GIVEN DATA:
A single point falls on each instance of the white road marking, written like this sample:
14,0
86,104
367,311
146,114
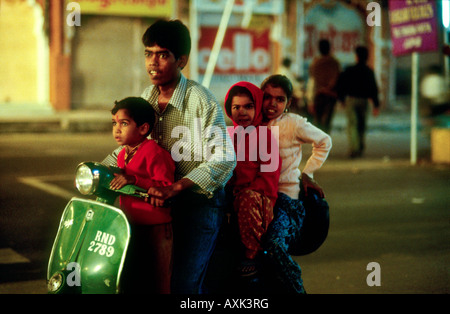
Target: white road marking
9,256
40,182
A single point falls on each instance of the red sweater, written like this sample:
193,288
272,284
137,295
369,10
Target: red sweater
151,166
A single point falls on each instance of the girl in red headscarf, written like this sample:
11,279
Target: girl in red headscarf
255,178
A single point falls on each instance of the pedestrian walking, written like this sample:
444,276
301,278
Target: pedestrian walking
356,85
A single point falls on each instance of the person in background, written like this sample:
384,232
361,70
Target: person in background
324,71
355,87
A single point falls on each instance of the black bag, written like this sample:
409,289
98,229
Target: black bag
315,226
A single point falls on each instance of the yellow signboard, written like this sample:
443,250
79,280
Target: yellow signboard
151,8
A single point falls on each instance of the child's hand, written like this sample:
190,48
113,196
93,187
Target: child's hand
307,182
120,180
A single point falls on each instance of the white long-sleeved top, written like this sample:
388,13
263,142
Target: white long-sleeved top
294,131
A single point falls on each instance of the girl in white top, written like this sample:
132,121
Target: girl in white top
294,131
289,212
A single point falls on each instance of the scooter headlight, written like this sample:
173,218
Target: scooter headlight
55,283
86,180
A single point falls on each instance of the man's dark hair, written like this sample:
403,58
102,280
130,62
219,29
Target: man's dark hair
362,53
324,47
172,35
281,81
138,109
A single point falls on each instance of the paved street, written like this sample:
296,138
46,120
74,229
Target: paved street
382,210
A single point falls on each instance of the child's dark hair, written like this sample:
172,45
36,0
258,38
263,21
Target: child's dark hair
281,81
138,109
236,90
172,35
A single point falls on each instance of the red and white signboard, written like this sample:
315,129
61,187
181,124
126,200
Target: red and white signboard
413,26
244,51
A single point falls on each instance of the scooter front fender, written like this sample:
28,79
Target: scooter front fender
89,249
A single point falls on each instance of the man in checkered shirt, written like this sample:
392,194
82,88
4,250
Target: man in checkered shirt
189,124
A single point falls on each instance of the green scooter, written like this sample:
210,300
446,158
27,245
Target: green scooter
93,236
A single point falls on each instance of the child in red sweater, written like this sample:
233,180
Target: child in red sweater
255,178
145,164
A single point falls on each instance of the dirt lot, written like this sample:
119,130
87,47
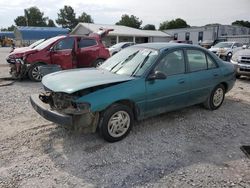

OBJECTIVE:
Transcribe the lines above word for word, leaving the pictures out of your answer.

SOLUTION TO THIS EXERCISE:
A single point falls on each instance of the white road marking, written like this sample:
14,0
86,104
367,311
146,114
Target: white road marking
9,256
40,182
A single point falls on each instance of the red sweater, written like this sample:
193,288
272,284
137,295
369,10
Target: red sweater
151,166
A single point falls on each instance of the girl in red headscarf, written like this sample:
11,279
Target: girl in red headscarf
255,178
A single point falls on each instance of the pedestrian walking, written like this sample:
444,276
301,278
Target: pedestrian walking
356,85
A single point falls on each instance of the person in background, written like this sample:
384,232
361,70
Target: person in background
324,71
355,87
A single point falls on each instance of the black bag, written like this sample:
409,289
98,229
Target: black bag
315,226
A single point falls on each instance of the yellow signboard, written like this sample:
443,250
79,280
Target: yellow signboard
151,8
A single point falls on each instance of the child's hand, written like this sample:
190,48
113,196
93,187
Target: child's hand
307,182
120,180
A single point falls on each instance of the white long-sleeved top, written like this sample:
388,13
263,142
Target: white long-sleeved top
294,131
A single point falls on each instance of the girl in white top, written like this sample:
132,121
Target: girl in white top
294,131
289,212
A single point falls on each instance of the scooter headlight, written like this sample:
173,218
Target: scooter headlight
55,283
86,180
A single point falls on each instance of the man's dark hair, written like this sample:
403,58
102,280
130,62
219,29
Target: man's dark hair
362,53
324,47
172,35
281,81
138,109
A single point falls on each instance of the paved street, written like this sample:
296,138
46,120
74,229
Target: paved street
382,210
A single point falls on each instance of the child's dark hair, written like this sample:
172,45
36,0
258,38
263,21
Target: child's dark hair
281,81
138,109
236,90
172,35
A single point falls on each instance of the red and white signboard, written like this sample:
315,129
61,187
181,124
126,200
Target: red and white signboard
413,26
244,51
A single point falls on each instance of the scooter front fender, written like this sample:
28,79
Target: scooter front fender
89,249
A single point falls on each instance of the man in checkered shirt, written like this sample:
392,194
82,88
4,250
Target: man in checkered shirt
189,124
A single point falls on each instance of the green scooter, written like this sample:
210,300
446,158
27,245
Target: green scooter
93,236
A single point falls on each instance of the child in red sweater, written like this sample:
233,180
Target: child in red sweater
255,178
145,164
A single point falls on each instance of the dirt lot, written like this sample:
119,130
87,47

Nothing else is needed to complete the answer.